### Tasks to carry out
1 - In the passage below on shared human preferences in art, rewrite the paragraph beginning "And that is a meaningful test" as a short list that keeps its main facts.
2 - Write the next part of the passage on shared human preferences in art, picking up after its final sentence.

### Supplied passage
☆ ☆ ☆
>> |
Anonymous
And that is a meaningful test, because although, like any everyday concept, "human" is fuzzy around the edges, there are a lot of things practically all humans have in common. In addition to our interest in faces, there's something special about primary colors for nearly all of us, because it's an artifact of the way our eyes work. Most humans will also find images of 3D objects engaging, because that also seems to be built into our visual perception. [5] And beneath that there's edge-finding, which makes images with definite shapes more engaging than mere blur.
Humans have a lot more in common than this, of course. My goal is not to compile a complete list, just to show that there's some solid ground here. People's preferences aren't random. So an artist working on a painting and trying to decide whether to change some part of it doesn't have to think "Why bother? I might as well flip a coin." Instead he can ask "What would make the painting more interesting to people?" And the reason you can't equal Michelangelo by going out and buying a blank canvas is that the ceiling of the Sistine Chapel is more interesting to people.
☆ ☆ ☆
### Material shown
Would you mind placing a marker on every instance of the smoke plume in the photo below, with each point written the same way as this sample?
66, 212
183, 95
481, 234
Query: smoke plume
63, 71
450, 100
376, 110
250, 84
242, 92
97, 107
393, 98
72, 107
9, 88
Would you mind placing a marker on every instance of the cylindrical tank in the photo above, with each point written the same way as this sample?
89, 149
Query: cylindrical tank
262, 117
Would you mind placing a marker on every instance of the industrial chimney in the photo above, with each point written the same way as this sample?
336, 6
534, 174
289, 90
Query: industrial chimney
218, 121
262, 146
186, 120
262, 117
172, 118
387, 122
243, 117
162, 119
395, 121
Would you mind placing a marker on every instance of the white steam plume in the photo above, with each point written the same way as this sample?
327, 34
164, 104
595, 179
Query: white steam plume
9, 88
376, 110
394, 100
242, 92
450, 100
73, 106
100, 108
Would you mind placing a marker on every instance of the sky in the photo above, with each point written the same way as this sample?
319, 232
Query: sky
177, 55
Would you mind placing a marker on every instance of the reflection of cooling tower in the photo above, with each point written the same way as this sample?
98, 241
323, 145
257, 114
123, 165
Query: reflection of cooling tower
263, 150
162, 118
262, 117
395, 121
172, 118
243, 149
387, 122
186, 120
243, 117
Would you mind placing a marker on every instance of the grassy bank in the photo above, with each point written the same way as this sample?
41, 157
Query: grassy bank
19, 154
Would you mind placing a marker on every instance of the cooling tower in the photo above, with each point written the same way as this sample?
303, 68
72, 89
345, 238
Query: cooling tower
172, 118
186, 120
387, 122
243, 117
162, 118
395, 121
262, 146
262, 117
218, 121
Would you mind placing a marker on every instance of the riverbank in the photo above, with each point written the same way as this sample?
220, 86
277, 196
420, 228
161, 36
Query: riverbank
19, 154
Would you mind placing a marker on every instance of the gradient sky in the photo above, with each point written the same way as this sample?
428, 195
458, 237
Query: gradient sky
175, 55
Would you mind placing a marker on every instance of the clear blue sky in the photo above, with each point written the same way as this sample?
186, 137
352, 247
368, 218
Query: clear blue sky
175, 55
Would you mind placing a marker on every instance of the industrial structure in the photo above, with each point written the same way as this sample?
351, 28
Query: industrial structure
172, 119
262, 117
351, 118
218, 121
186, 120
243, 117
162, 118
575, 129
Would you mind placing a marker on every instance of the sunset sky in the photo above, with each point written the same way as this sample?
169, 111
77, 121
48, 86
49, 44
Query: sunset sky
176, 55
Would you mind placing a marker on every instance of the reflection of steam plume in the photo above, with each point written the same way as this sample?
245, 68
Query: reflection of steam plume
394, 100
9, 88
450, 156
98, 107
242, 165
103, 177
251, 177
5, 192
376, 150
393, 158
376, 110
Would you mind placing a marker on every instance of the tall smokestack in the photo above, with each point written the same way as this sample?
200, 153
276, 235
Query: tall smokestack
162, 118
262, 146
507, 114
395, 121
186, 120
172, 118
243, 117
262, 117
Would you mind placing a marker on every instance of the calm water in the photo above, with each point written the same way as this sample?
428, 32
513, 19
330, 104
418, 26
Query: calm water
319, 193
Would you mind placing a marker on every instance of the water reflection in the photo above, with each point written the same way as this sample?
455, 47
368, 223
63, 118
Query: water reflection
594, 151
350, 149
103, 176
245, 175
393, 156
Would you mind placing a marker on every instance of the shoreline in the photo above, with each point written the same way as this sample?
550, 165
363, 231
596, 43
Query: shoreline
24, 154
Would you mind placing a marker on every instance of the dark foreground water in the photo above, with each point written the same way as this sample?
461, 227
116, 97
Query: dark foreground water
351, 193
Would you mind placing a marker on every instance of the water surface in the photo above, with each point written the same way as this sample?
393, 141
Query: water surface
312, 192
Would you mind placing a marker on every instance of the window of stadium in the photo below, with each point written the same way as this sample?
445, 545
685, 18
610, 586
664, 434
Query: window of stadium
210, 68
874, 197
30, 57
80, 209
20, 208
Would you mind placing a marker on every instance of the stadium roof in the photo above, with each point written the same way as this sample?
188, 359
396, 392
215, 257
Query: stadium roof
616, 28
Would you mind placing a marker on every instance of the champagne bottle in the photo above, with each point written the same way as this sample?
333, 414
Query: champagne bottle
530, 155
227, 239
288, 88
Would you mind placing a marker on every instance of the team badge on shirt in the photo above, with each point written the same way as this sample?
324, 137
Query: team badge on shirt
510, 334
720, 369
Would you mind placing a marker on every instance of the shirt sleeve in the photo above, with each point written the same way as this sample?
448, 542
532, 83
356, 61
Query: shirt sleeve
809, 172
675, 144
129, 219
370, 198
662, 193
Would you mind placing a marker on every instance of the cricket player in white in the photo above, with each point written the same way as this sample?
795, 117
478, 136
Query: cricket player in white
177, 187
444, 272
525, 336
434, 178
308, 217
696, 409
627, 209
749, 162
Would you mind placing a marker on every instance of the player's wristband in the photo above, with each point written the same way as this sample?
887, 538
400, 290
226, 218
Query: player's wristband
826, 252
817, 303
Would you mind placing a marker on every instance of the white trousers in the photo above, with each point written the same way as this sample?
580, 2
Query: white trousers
☆ ☆ ☆
### Answers by item
1 -
- "Human" is fuzzy around the edges, like any everyday concept, but it is still a meaningful test because practically all humans have many things in common.
- Besides our interest in faces, nearly all of us find something special about primary colors, an artifact of the way our eyes work.
- Most humans find images of 3D objects engaging, which also seems built into visual perception.
- Beneath that lies edge-finding, which makes images with definite shapes more engaging than mere blur.

2 -
A lot of philosophers have had a hard time believing it was possible for there to be objective standards for art. It seemed obvious that beauty, for example, was something that happened in the head of the observer, not something that was a property of objects. It was thus "subjective" rather than "objective." But in fact if you narrow the definition of beauty to something that works a certain way on humans, and you observe how much humans have in common, it turns out to be a property of objects after all. You don't have to choose between something being a property of the subject or the object if subjects all react similarly. Being good art is thus a property of objects as much as, say, being toxic to humans is: it's good art if it consistently affects humans in a certain way.